▶ [MATERIAL SHOWN]:

-- begin --

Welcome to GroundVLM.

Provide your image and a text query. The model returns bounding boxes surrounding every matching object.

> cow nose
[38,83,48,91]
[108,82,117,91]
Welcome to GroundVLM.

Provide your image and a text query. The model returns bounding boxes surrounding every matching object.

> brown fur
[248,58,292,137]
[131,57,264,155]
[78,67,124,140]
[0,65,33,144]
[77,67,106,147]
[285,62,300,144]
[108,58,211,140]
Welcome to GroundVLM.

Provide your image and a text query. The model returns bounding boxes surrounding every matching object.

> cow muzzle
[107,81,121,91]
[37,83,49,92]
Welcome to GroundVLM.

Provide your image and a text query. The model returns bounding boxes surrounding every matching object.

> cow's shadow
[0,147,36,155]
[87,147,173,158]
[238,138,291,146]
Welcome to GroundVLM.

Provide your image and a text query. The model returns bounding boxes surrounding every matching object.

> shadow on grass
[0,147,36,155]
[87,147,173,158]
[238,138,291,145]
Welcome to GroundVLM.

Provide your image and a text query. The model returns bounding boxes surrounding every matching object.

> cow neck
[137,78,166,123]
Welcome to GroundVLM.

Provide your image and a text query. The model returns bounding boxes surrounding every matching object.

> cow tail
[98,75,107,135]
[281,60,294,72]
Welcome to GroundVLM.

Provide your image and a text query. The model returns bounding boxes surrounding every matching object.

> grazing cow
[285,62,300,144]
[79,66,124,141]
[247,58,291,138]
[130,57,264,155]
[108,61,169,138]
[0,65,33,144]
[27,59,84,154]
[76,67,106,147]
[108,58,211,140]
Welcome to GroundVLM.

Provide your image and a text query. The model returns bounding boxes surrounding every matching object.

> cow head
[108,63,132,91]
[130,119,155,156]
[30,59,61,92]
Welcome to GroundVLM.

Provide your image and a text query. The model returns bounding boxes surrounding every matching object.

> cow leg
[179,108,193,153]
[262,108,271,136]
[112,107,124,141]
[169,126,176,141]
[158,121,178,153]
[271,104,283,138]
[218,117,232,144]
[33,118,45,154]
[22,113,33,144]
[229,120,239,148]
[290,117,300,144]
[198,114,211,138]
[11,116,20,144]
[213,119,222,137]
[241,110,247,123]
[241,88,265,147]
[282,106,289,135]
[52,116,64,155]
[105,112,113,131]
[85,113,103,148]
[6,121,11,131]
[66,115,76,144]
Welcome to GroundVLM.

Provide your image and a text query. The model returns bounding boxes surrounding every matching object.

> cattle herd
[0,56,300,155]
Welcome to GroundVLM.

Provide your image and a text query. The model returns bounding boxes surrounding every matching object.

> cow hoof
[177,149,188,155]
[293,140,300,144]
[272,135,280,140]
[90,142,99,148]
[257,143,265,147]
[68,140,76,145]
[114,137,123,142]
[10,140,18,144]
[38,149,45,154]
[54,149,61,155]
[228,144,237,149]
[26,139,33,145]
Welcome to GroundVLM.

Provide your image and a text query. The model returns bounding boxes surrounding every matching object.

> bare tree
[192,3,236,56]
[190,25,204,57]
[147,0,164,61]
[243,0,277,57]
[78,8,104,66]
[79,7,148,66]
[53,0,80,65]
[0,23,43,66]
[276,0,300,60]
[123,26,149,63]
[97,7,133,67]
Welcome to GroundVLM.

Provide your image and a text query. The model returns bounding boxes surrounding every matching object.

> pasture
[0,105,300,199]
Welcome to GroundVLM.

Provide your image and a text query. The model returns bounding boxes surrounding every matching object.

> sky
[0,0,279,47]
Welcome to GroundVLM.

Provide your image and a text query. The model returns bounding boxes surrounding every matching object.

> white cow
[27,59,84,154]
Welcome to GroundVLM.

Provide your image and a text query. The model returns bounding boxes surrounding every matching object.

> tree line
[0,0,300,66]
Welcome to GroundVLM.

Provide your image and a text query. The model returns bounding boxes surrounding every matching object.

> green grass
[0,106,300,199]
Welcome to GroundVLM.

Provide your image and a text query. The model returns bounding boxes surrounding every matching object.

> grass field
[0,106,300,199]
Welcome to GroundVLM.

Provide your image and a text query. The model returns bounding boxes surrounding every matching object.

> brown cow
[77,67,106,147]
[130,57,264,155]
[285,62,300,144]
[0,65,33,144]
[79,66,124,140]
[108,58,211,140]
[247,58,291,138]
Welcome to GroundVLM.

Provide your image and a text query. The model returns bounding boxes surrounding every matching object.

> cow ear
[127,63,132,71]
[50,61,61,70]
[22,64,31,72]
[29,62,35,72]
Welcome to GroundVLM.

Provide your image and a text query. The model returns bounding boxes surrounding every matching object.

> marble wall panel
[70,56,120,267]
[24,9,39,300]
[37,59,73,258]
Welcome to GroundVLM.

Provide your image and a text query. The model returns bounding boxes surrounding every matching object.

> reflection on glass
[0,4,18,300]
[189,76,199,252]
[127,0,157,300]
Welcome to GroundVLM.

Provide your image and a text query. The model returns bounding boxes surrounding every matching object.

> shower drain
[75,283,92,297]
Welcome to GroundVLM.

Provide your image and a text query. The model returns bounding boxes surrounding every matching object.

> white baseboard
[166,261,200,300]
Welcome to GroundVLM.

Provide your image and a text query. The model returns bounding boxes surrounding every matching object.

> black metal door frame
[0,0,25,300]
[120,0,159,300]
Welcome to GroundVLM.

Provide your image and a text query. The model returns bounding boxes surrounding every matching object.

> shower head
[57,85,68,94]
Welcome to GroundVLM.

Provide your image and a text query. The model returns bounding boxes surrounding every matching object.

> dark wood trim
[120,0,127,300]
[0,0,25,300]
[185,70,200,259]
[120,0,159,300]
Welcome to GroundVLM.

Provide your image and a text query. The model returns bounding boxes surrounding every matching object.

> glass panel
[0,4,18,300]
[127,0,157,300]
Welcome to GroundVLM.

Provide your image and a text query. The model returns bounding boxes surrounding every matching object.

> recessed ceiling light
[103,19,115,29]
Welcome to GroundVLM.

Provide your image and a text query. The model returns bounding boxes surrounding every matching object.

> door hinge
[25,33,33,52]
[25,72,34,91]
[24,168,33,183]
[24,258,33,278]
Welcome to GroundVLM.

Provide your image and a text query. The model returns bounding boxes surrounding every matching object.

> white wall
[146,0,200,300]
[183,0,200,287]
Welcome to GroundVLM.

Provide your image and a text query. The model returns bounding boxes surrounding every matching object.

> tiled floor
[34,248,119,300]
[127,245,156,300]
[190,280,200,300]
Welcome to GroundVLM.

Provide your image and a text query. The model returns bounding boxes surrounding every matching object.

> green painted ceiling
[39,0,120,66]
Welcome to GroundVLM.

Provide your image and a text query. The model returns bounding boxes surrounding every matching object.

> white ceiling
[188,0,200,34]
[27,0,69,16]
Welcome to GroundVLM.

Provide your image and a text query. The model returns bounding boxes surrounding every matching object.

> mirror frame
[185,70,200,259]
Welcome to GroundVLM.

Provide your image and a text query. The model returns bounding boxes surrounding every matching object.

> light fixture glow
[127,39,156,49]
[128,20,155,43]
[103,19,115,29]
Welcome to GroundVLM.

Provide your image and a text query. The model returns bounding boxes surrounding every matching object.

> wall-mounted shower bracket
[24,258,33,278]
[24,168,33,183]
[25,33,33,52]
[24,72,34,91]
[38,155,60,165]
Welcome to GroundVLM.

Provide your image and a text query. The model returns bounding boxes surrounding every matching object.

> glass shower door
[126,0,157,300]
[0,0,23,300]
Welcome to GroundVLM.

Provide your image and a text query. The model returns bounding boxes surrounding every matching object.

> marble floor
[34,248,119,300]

-- end --

▶ [SHORT EXERCISE]:
Convert the items, from their start through the line containing "[281,60,294,72]", into a Markdown table with the columns Row and Text. Put a row number under Row and one line under Text, and leave out blank lines.

▶ [CORRECT RESULT]:
| Row | Text |
|---|---|
| 1 | Welcome to GroundVLM. |
| 2 | Provide your image and a text query. The model returns bounding boxes surrounding every matching object. |
| 3 | > cow nose |
| 4 | [38,83,48,91] |
| 5 | [108,82,117,91] |
| 6 | Welcome to GroundVLM. |
| 7 | Provide your image and a text query. The model returns bounding boxes surrounding every matching object. |
| 8 | > brown fur |
| 9 | [248,58,292,137] |
| 10 | [131,57,264,155] |
| 11 | [78,67,124,140] |
| 12 | [0,65,33,144] |
| 13 | [77,67,106,147] |
| 14 | [285,62,300,144] |
| 15 | [108,58,211,140] |
| 16 | Welcome to GroundVLM. |
| 17 | Provide your image and a text query. The model returns bounding boxes surrounding every matching object. |
| 18 | > cow muzzle |
| 19 | [107,81,121,91] |
| 20 | [37,83,49,92] |
| 21 | Welcome to GroundVLM. |
| 22 | Provide your image and a text query. The model returns bounding boxes surrounding every matching object. |
| 23 | > cow's shadow |
| 24 | [0,147,36,155] |
| 25 | [87,147,173,158] |
| 26 | [238,138,291,146] |
| 27 | Welcome to GroundVLM. |
| 28 | Provide your image and a text query. The model returns bounding boxes surrounding every matching object. |
| 29 | > shadow on grass |
| 30 | [0,147,36,155] |
| 31 | [87,147,173,158] |
| 32 | [238,138,291,145] |
| 33 | Welcome to GroundVLM. |
| 34 | Provide your image and a text query. The model returns bounding boxes surrounding every matching object. |
| 35 | > cow neck |
| 36 | [137,78,166,123] |
| 37 | Welcome to GroundVLM. |
| 38 | Provide your image and a text query. The model returns bounding boxes surrounding every matching object. |
| 39 | > cow tail |
| 40 | [98,75,107,135] |
| 41 | [281,60,294,72] |